* ПИСЬМЕННОЕ ЗАДАНИЕ A
Перепишите дословно строки записей, начав со строки, где есть "1004, row 332.", и закончив строкой, где есть "column 504, row 141". Обе эти строки включите и больше ничего не добавляйте.

* ВЫБРАННЫЙ ОТРЫВОК
------

Мне важна собственная оценка

Галкин Максим Александрович

Популярный пародист, юморист, телеведущий не любит звания: "Они как бирка в морге". Он рассказал, что также не любит слово "народ", кто должен заниматься проблемами страны и почему эстрада похожа на серпентаий.

– Максим Александрович, в мир шоу-бизнеса вы пришли очень молодым человеком. Скажите, кто вам подсказывал, как себя вести, с кем общаться, а с кем не общаться?
 
– Мне никто этого не подсказывал, честно. Я всегда общался с теми людьми, которые мне нравились. По-моему, это цинизм какой-то, когда выбираешь, с кем дружить, а с кем не дружить.
 
– Но ведь можно и ошибиться, доверяя.
 
 
– Мне везло на людей. Категорически плохие люди мне не попадались. Бывало, конечно, что я разочаровывался в людях, но я неконфликтный человек. У меня нет таких людей, с которыми не буду здороваться или не подам руки при встрече. Видимо, судьба балует меня хорошими людьми.
 
– А подножки вам ставили?

------

* ЗАПИСИ ДАННЫХ
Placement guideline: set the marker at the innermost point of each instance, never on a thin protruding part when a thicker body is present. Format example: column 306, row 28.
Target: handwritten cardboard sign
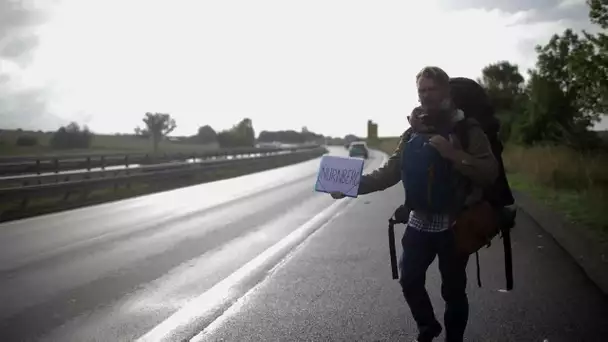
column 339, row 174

------

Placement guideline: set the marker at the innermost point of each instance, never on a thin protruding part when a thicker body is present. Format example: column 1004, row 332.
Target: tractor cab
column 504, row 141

------

* ПИСЬМЕННОЕ ЗАДАНИЕ B
Перечислите все роды занятий, которые интервью называет во вступлении к беседе с Максимом Галкиным.

* РЕЗУЛЬТАТ УПРАЖНЕНИЯ A
Placement guideline: set the marker at the innermost point of each instance, never on a thin protruding part when a thicker body is present. Format example: column 1004, row 332.
Target: tractor cab
column 504, row 141

* РЕЗУЛЬТАТ УПРАЖНЕНИЯ B
пародист, юморист, телеведущий